**PASSAGE**
________________________

# Banks refusing to open a Business account on the right permit



## hazy85 (Aug 15, 2014)

Hi All,

This is frustrating.

I applied for a change of status in April, am one of the few lucky ones, my change of status came out at exactly at 12weeks, I had applied for an endorsement to allow me to open my own business. To cut the story short, I went to FNB to apply for an account, it was nicely approved on the 15th of this month, only to be called back today by the consultant who opened the account that compliance said they have to freeze the account because the permit says Visitors (which falls under section 11(6),instead of Business Permit, don't banks get sensitisation on these issues? 

I feel so helpless.

Please help with what to do next, am losing my mind.


----------



## SayansiScope (Apr 19, 2014)

hazy85 said:


> Hi All,
> 
> This is frustrating.
> 
> ...


That is completely wrong, its like someone refusing you to work while having a work endorsement on the visa...


----------



## hazy85 (Aug 15, 2014)

Sciencescope said:


> That is completely wrong, its like someone refusing you to work while having a work endorsement on the visa...


Exactly! and am just dumbfounded and don't know what my next step should be.


----------



## SayansiScope (Apr 19, 2014)

hazy85 said:


> Exactly! and am just dumbfounded and don't know what my next step should be.


I suggest you speak to his/her supervisor or branch manager if that fails just go to another branch....


----------



## 2fargone (Jun 14, 2011)

Or go to another bank. I found Nedbank very helpful.


----------



## Saartjie (Mar 1, 2010)

Of all the banks I would avoid FNB because they are famous for not allowing bank accounts to foreigners. If you don't have a SA ID number you can almost count on a no. Some people have succeeded after receiving PR and subsequently their ID number but they are not many. I wouldn't even bother with them but go to one of the other big banks instead.

________________________

**STORED ROWS**
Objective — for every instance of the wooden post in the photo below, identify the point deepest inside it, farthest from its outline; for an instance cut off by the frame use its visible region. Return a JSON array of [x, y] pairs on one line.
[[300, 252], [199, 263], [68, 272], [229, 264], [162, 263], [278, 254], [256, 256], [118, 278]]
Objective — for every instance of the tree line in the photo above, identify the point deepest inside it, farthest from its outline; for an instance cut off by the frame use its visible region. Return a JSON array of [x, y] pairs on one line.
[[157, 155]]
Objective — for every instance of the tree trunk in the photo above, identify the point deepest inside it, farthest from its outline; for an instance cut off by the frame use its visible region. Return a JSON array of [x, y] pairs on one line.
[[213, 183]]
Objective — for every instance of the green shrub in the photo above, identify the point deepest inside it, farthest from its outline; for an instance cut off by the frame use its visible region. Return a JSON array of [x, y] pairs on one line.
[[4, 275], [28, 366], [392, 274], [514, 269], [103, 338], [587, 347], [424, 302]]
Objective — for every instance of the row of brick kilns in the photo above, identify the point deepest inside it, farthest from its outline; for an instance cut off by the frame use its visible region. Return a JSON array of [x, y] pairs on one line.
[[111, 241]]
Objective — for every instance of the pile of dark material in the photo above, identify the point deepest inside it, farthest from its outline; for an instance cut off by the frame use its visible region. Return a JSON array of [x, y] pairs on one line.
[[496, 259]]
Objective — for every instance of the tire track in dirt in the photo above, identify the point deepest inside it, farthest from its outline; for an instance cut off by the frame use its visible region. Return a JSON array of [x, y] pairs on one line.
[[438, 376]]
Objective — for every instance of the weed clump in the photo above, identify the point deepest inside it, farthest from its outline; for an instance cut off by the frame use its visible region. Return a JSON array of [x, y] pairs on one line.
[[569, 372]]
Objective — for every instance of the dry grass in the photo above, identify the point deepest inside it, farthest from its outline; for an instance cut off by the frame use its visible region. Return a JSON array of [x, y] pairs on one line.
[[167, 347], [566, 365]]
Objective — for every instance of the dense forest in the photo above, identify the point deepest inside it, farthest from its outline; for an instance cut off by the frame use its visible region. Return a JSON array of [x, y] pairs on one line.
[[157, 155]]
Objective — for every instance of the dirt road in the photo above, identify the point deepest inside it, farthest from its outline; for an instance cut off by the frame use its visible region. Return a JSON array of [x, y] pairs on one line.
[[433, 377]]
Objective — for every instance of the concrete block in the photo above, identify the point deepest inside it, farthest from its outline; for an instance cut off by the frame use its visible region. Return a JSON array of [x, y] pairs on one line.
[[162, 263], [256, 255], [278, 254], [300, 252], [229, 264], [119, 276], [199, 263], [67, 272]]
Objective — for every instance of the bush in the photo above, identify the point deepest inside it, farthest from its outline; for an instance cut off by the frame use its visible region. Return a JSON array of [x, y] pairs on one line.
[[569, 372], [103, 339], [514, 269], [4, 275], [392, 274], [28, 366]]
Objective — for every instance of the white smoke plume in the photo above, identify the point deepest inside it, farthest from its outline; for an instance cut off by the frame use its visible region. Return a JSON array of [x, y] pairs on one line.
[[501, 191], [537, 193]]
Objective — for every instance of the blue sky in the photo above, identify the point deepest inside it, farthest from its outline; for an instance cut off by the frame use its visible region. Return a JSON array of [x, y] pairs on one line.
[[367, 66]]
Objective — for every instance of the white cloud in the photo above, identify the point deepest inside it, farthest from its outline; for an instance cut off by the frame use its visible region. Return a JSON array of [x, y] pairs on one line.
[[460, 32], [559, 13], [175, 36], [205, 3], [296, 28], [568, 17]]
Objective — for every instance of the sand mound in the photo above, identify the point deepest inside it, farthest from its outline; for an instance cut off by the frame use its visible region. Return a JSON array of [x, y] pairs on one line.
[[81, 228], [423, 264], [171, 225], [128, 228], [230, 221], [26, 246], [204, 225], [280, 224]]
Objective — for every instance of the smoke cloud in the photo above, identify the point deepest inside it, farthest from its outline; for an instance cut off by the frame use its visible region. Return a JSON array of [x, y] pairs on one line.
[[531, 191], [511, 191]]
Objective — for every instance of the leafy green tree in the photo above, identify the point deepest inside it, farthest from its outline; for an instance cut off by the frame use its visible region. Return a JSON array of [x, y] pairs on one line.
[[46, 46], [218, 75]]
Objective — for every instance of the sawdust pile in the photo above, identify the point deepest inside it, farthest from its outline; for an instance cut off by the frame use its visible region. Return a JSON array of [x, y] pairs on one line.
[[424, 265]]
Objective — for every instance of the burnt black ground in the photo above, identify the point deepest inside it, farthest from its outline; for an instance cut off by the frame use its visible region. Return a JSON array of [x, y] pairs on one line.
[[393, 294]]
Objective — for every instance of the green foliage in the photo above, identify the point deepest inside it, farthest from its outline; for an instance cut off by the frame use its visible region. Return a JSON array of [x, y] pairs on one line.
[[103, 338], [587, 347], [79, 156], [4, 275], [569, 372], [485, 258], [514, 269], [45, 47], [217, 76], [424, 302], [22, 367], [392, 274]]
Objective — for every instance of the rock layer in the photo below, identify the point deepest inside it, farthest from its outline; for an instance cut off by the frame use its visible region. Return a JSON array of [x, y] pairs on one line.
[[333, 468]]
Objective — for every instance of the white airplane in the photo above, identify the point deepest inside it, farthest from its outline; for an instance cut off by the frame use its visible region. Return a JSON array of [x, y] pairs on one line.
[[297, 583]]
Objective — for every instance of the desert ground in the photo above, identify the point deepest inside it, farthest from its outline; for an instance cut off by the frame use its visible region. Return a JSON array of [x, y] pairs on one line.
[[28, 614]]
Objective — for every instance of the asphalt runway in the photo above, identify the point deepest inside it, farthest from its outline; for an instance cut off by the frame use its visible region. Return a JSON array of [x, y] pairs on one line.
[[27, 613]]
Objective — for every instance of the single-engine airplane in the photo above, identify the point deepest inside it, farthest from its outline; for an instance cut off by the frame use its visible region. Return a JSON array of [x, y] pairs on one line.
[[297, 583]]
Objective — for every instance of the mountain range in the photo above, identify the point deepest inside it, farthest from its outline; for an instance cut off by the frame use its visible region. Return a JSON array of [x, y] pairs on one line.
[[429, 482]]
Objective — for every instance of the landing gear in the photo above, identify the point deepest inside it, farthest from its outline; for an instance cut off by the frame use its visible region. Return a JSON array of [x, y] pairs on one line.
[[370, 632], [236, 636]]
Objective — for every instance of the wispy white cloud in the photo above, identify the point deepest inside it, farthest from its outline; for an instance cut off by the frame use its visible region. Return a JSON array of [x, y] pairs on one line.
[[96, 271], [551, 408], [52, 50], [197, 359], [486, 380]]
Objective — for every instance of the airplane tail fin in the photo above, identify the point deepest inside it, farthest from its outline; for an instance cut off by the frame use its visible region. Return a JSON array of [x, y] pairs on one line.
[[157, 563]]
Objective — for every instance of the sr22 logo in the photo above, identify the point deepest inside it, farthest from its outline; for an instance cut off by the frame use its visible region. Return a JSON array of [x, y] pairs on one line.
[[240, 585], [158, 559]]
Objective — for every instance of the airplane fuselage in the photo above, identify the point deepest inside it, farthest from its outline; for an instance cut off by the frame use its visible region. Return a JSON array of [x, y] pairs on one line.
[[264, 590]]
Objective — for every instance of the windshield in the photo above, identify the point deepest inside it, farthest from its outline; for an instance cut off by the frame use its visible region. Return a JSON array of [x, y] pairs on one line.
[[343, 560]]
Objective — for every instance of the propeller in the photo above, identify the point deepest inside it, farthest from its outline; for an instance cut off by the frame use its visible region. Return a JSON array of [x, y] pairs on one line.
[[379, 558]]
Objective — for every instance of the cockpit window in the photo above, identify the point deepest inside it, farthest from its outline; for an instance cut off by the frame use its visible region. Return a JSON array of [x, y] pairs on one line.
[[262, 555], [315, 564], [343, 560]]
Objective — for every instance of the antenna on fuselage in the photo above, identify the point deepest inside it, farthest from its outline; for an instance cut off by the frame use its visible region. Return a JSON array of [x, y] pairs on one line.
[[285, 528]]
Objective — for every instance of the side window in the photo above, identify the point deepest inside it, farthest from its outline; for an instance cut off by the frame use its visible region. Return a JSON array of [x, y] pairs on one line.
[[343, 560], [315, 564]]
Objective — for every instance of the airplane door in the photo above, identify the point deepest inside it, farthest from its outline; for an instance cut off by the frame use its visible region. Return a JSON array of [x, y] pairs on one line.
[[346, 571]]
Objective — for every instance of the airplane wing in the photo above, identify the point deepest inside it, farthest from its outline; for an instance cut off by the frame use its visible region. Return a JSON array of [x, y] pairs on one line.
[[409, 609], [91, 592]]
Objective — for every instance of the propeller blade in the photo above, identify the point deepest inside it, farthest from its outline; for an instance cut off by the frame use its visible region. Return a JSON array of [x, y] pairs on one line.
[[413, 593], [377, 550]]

________________________

**GOAL OF THE EXERCISE**
Transcribe word for word the part of the bank account thread above that opens with the words containing "# Banks refusing" and closes with "feel so helpless.".

**REPLY**
# Banks refusing to open a Business account on the right permit



## hazy85 (Aug 15, 2014)

Hi All,

This is frustrating.

I applied for a change of status in April, am one of the few lucky ones, my change of status came out at exactly at 12weeks, I had applied for an endorsement to allow me to open my own business. To cut the story short, I went to FNB to apply for an account, it was nicely approved on the 15th of this month, only to be called back today by the consultant who opened the account that compliance said they have to freeze the account because the permit says Visitors (which falls under section 11(6),instead of Business Permit, don't banks get sensitisation on these issues? 

I feel so helpless.